### [Work to complete]
1. Using the text on ESD protection in hybrid bonding, decide whether each statement agrees with it: (a) The effect is stronger for die-to-wafer bonding than for wafer-to-wafer bonding. (b) Parasitic capacitance from the die or wafer holder is one factor that influences the voltage suppression effect. (c) The text says ESD protection is certainly unnecessary in wafer-to-wafer bonding. Answer yes or no for each, and quote the deciding words.
2. From the text on ESD protection in hybrid bonding, echo the part that opens with the words containing "2. Call out" and closes with "inside the tool.".
3. Put this sentence from the text on ESD protection in hybrid bonding into Spanish: "This indicates that the bonding tool itself can play a critical role in ESD prevention, for example by minimizing parasitic capacitance from the holder."

### [Text provided]
Imec researchers confirmed the effect in simplified hybrid bonding experiment setups. The measurements indicate that the effect is far more pronounced for wafer-to-wafer bonding than for die-to-wafer bonding configurations. Although preliminary results suggest that ESD protection might be unnecessary in wafer-to-wafer bonding, further research is needed to find out how strong the effect will be in ‘real-life’ bonding processes.
2. Call out to bonding tool developers: bring ESD prevention inside the bonding tools
As learned from the above experiments, several factors influence the effectiveness of the voltage suppression effect. One of these is the parasitic capacitance from the die or wafer holder. This indicates that the bonding tool itself can play a critical role in ESD prevention, for example by minimizing parasitic capacitance from the holder. Another example is the incorporation of custom air ionization solutions into die-to-wafer assembly tools, which can help to discharge the dies safely inside the tool.
3. The series resistance from the protective circuit needs to be considered when designing ESD protection circuits
In case external ESD control measures cannot completely prevent breakdown, internal ESD protection circuits are essential to drain the ESD current. As explained before, the available space for these circuits becomes limited. But several considerations can help avoid over-design, and, as such, reduce area consumption and maintain the performance of the internal I/O circuits.

### [Extracted information]
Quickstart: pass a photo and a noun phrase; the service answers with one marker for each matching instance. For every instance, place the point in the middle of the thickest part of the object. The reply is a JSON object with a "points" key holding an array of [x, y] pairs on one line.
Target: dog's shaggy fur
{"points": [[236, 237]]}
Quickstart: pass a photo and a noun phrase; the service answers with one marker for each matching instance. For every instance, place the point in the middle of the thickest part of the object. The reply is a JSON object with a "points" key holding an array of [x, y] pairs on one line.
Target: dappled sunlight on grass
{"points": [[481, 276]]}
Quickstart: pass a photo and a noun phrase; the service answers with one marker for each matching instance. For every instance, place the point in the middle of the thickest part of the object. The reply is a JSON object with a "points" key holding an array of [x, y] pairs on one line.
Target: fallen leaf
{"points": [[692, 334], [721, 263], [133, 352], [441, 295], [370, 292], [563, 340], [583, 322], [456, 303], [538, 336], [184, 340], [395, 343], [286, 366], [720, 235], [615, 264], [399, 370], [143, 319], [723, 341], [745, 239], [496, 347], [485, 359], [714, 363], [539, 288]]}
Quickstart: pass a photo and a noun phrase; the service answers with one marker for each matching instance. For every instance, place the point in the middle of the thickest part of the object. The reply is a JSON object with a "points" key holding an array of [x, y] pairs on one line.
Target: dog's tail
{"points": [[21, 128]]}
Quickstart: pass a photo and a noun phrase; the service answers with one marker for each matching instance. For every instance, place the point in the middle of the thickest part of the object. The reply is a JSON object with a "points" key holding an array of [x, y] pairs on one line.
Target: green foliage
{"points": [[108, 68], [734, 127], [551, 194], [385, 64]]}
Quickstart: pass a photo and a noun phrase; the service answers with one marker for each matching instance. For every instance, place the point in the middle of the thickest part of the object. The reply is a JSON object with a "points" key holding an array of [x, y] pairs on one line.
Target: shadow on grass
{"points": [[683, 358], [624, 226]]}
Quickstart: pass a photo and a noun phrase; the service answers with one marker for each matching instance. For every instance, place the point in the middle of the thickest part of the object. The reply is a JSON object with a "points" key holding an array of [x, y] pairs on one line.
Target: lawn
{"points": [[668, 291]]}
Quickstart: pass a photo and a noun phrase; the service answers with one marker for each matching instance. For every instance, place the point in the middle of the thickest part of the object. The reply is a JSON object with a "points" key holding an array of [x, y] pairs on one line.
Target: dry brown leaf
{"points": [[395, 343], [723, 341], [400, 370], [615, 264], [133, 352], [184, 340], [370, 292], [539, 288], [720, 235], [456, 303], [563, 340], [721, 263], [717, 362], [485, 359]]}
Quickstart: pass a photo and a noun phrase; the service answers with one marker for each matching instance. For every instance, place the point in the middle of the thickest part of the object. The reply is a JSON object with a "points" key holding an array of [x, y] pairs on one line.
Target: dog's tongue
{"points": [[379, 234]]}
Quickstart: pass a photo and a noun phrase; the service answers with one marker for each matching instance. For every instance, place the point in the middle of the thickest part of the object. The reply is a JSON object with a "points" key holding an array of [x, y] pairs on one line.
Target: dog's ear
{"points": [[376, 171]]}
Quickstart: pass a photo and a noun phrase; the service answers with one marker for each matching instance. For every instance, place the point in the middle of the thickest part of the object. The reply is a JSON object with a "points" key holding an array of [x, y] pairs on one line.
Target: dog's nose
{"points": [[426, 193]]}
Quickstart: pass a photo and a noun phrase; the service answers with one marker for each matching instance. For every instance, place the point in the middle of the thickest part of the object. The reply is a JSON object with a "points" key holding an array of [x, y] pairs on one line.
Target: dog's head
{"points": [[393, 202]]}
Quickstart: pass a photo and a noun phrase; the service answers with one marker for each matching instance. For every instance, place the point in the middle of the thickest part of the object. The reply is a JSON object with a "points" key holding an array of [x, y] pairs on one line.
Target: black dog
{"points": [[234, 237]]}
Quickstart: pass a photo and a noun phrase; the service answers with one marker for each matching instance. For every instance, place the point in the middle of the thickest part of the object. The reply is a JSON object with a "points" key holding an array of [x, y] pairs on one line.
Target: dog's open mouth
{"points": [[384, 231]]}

### [Answers for the tasks]
1.
(a) No: "the effect is far more pronounced for wafer-to-wafer bonding than for die-to-wafer bonding configurations"
(b) Yes: "One of these is the parasitic capacitance from the die or wafer holder."
(c) No: "preliminary results suggest that ESD protection might be unnecessary in wafer-to-wafer bonding, further research is needed"

2.
2. Call out to bonding tool developers: bring ESD prevention inside the bonding tools
As learned from the above experiments, several factors influence the effectiveness of the voltage suppression effect. One of these is the parasitic capacitance from the die or wafer holder. This indicates that the bonding tool itself can play a critical role in ESD prevention, for example by minimizing parasitic capacitance from the holder. Another example is the incorporation of custom air ionization solutions into die-to-wafer assembly tools, which can help to discharge the dies safely inside the tool.

3. Esto indica que la propia herramienta de unión puede desempeñar un papel fundamental en la prevención de ESD, por ejemplo, minimizando la capacitancia parásita del soporte.